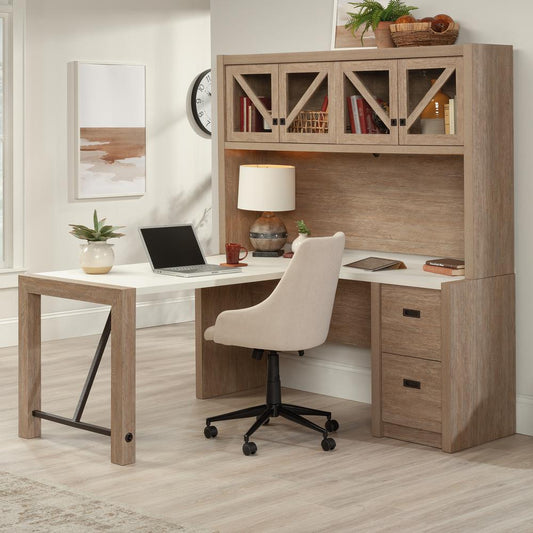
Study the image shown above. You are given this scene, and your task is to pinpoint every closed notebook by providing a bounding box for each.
[426,257,465,268]
[344,257,406,272]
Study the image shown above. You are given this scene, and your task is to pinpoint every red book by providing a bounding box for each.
[363,100,378,133]
[355,96,368,133]
[423,265,465,276]
[346,96,356,133]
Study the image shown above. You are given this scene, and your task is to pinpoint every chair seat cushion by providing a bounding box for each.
[204,326,215,341]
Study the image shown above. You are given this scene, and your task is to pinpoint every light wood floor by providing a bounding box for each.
[0,323,533,533]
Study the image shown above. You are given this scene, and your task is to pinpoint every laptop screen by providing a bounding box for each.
[140,225,205,268]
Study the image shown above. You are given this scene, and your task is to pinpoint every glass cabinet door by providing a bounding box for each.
[226,65,279,142]
[337,60,398,144]
[398,57,463,145]
[279,63,335,143]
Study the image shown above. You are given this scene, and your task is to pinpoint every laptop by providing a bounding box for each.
[139,224,241,278]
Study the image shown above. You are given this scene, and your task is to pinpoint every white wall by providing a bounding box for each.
[0,0,211,345]
[211,0,533,434]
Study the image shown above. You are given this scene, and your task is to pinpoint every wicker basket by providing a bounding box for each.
[289,110,328,133]
[390,22,459,46]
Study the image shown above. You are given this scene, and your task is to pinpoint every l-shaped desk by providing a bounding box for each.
[19,250,515,465]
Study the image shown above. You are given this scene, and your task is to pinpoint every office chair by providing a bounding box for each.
[204,232,345,455]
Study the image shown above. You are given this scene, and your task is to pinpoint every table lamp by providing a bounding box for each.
[237,165,296,257]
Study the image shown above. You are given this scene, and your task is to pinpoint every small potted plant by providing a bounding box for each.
[291,220,311,252]
[69,209,124,274]
[345,0,418,48]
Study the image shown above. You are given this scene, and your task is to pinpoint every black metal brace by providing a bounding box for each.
[32,311,111,437]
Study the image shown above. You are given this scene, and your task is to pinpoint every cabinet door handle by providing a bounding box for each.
[403,307,420,318]
[403,379,420,389]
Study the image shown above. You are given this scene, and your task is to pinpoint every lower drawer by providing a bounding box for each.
[381,353,441,433]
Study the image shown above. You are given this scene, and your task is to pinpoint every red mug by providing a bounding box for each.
[226,242,248,265]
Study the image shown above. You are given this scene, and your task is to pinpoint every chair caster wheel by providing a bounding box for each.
[326,420,339,432]
[204,426,218,439]
[255,416,270,426]
[242,442,257,455]
[322,437,337,452]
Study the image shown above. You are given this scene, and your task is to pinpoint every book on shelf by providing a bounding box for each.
[426,257,465,269]
[344,257,406,272]
[346,96,356,133]
[423,265,465,276]
[448,98,457,135]
[239,96,272,132]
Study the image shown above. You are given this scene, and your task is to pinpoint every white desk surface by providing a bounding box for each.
[39,250,464,295]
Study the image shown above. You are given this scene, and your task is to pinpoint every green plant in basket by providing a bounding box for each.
[344,0,418,43]
[296,220,311,235]
[69,209,125,242]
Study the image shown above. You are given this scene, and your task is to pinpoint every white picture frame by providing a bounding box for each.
[71,61,146,200]
[331,0,376,50]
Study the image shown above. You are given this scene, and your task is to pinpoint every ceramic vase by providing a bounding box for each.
[80,241,115,274]
[420,80,450,135]
[291,233,309,252]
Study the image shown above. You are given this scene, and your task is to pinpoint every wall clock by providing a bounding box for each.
[190,69,213,135]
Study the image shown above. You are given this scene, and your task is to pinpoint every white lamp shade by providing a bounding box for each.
[237,165,296,211]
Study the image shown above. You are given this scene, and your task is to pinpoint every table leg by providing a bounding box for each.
[19,280,41,439]
[111,289,135,465]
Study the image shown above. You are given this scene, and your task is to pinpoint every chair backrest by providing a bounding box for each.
[259,232,345,350]
[210,232,345,351]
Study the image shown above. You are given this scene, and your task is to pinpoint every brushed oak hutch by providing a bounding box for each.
[210,44,516,452]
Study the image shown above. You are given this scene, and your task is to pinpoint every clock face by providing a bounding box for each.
[191,69,213,135]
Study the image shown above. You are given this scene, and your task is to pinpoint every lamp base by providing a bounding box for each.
[252,250,283,257]
[250,211,287,257]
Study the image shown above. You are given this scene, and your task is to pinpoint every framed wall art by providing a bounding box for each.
[331,0,376,50]
[72,61,146,199]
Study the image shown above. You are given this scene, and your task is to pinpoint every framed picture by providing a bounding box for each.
[331,0,376,50]
[72,61,146,199]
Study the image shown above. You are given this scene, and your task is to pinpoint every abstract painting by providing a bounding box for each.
[74,62,146,199]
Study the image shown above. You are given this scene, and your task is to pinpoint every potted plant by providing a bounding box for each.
[69,209,124,274]
[345,0,418,48]
[291,220,311,252]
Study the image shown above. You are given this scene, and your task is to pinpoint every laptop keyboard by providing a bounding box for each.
[165,265,224,272]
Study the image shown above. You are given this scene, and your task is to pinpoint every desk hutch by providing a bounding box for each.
[209,44,516,452]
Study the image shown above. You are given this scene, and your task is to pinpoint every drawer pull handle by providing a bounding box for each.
[403,307,420,318]
[403,379,420,389]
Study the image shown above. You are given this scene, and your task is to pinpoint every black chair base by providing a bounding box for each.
[204,350,339,455]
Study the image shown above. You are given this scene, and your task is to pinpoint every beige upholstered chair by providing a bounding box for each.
[204,232,345,455]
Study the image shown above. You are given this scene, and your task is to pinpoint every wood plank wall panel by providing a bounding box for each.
[465,45,514,278]
[442,274,516,452]
[225,150,464,258]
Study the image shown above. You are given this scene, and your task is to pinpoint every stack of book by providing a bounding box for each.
[424,257,465,276]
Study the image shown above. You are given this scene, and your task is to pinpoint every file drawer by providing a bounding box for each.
[381,353,442,433]
[381,285,441,361]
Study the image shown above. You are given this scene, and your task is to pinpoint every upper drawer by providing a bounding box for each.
[381,285,441,361]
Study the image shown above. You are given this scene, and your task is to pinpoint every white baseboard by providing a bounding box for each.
[0,304,533,436]
[280,354,371,403]
[516,394,533,435]
[280,355,533,436]
[0,295,194,348]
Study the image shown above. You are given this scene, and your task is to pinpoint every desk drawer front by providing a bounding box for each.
[382,353,441,433]
[381,285,441,361]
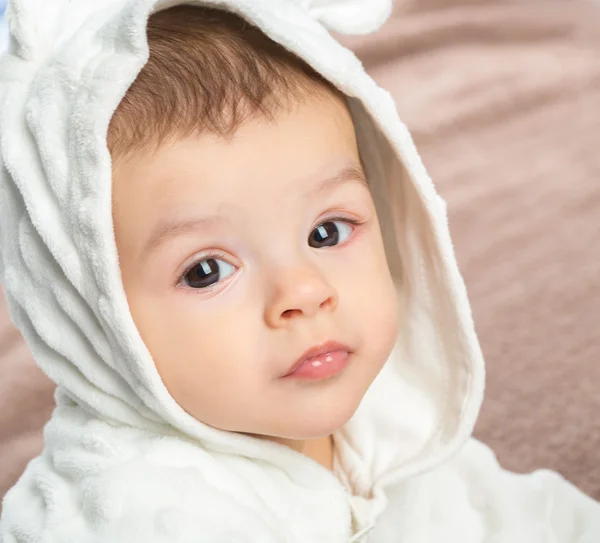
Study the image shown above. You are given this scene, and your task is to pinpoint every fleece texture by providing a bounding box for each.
[0,0,600,543]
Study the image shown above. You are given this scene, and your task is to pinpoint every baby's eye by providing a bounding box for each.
[308,221,352,249]
[183,258,235,289]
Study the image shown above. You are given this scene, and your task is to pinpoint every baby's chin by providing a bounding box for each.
[248,370,368,440]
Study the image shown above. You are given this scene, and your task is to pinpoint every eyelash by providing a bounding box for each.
[175,216,365,292]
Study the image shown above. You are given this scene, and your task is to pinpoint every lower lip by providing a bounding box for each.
[284,351,350,380]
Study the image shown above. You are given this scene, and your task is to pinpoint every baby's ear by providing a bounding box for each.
[6,0,71,61]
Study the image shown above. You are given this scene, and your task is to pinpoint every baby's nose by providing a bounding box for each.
[265,268,338,327]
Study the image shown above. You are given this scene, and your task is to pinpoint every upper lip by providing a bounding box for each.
[284,341,350,377]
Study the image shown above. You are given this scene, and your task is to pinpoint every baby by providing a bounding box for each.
[0,0,600,543]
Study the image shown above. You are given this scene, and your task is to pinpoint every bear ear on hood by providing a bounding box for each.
[292,0,392,34]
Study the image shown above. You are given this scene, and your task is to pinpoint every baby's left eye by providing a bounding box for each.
[308,221,352,249]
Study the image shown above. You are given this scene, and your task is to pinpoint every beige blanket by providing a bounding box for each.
[0,0,600,499]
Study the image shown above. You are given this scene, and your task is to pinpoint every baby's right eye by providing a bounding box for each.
[182,258,235,289]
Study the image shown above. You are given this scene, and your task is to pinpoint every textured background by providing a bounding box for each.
[0,0,600,499]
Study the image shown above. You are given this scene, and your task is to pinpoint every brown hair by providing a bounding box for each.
[108,5,341,160]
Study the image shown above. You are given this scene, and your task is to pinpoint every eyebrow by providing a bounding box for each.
[140,166,368,259]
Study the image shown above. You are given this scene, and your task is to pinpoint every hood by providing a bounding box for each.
[0,0,484,488]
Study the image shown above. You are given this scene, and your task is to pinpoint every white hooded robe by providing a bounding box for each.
[0,0,600,543]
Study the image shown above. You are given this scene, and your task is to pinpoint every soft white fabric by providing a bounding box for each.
[0,0,600,543]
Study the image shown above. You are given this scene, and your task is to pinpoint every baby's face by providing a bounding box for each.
[113,92,398,439]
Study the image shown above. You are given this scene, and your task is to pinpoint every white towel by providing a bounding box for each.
[0,0,600,543]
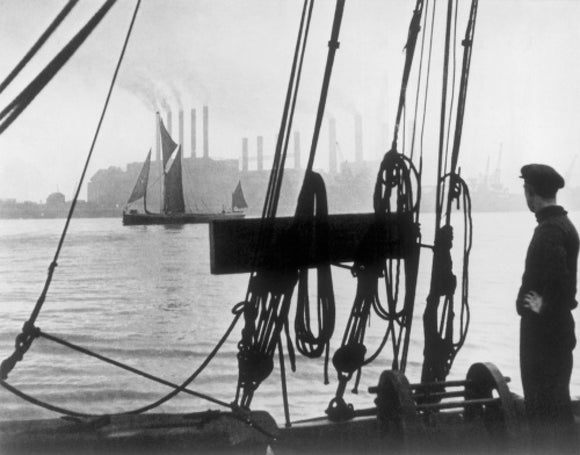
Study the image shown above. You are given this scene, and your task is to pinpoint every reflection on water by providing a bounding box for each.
[0,216,580,421]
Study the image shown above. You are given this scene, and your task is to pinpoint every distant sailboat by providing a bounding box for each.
[123,117,248,225]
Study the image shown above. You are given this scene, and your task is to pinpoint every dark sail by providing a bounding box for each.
[163,148,185,213]
[232,182,248,210]
[127,150,151,204]
[158,117,177,171]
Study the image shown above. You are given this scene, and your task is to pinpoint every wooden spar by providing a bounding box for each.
[210,213,419,275]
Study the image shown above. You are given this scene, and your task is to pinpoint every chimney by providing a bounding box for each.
[177,109,183,150]
[354,114,363,163]
[155,111,161,162]
[165,111,171,136]
[203,106,209,158]
[328,117,337,174]
[242,137,248,172]
[257,136,264,171]
[191,109,197,158]
[294,131,301,169]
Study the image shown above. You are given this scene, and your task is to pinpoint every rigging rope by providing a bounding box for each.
[0,0,117,134]
[0,0,141,379]
[326,0,423,420]
[0,0,78,93]
[421,0,478,382]
[294,172,335,384]
[235,0,314,414]
[0,302,274,438]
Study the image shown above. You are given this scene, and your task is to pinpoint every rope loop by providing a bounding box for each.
[0,320,40,380]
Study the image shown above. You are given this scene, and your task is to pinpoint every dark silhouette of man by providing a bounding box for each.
[516,164,579,453]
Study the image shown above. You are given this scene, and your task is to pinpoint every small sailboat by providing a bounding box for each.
[123,115,248,225]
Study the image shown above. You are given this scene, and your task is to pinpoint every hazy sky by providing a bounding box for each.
[0,0,580,201]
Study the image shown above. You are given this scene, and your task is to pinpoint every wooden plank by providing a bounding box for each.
[210,213,419,274]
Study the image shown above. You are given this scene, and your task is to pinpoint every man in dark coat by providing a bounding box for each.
[516,164,579,451]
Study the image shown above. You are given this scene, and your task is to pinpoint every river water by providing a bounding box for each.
[0,212,580,422]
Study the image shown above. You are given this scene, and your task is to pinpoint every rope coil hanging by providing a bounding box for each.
[326,0,423,420]
[234,0,314,409]
[421,0,478,382]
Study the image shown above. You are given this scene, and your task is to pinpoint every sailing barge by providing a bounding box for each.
[0,0,578,454]
[123,113,248,225]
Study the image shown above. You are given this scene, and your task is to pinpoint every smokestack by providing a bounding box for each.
[377,122,391,161]
[328,117,336,174]
[177,109,183,150]
[354,114,363,163]
[258,136,264,171]
[166,111,171,136]
[242,137,248,172]
[203,106,209,158]
[294,131,301,169]
[155,111,161,162]
[191,109,197,158]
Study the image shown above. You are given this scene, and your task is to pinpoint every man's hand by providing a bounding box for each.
[523,291,544,314]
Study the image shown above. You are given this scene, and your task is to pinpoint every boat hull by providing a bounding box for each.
[123,212,245,226]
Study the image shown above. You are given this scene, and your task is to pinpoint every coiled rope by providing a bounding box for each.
[421,0,478,382]
[0,0,116,134]
[326,0,423,421]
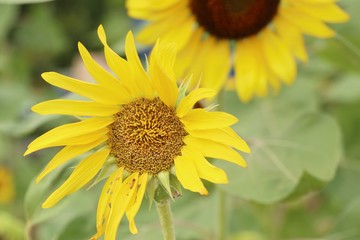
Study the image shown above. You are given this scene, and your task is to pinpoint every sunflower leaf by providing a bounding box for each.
[220,80,342,203]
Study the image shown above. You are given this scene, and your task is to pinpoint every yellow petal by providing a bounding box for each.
[189,127,250,153]
[198,37,232,92]
[260,29,296,84]
[42,149,110,208]
[292,0,350,23]
[24,118,113,156]
[41,72,119,105]
[181,108,238,130]
[184,135,247,167]
[125,31,154,99]
[104,172,139,240]
[78,42,131,104]
[36,135,107,183]
[182,147,229,184]
[176,88,216,118]
[150,42,178,107]
[279,7,335,38]
[174,156,208,195]
[31,99,120,117]
[98,25,136,93]
[126,172,149,234]
[94,168,124,239]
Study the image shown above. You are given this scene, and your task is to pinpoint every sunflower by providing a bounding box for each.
[25,26,250,239]
[126,0,349,102]
[0,166,15,204]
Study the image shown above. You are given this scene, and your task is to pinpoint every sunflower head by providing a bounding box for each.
[126,0,349,102]
[25,26,250,239]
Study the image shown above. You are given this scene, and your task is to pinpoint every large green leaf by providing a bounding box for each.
[219,85,342,203]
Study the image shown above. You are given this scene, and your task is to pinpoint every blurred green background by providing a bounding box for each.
[0,0,360,240]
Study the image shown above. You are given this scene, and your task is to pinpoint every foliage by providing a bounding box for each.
[0,0,360,240]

• • •

Given instruction ->
Could you repeat the data from the line containing "texture by providing a bounding box for each." through the line containing "[175,216,365,292]", inclusive, replacing "baby's" with "infant's" and leaving everything else unchanged?

Reply ->
Study the image shown above. You are given this scene, and your task is to pinpoint every fleece texture by providing a bounding box for each.
[0,0,600,543]
Study the image shown above. You are given this scene, and your task is to pinpoint every infant's eye by providing a bounding box for each.
[308,221,352,249]
[183,258,235,289]
Study the image shown above. You are given this scene, and your task is to pinpoint every infant's chin by providing a bounding box for each.
[248,370,368,440]
Study the image shown above. You are given this scene, and your task is to pinpoint every eyelash by providing a bounding box for each.
[175,216,365,292]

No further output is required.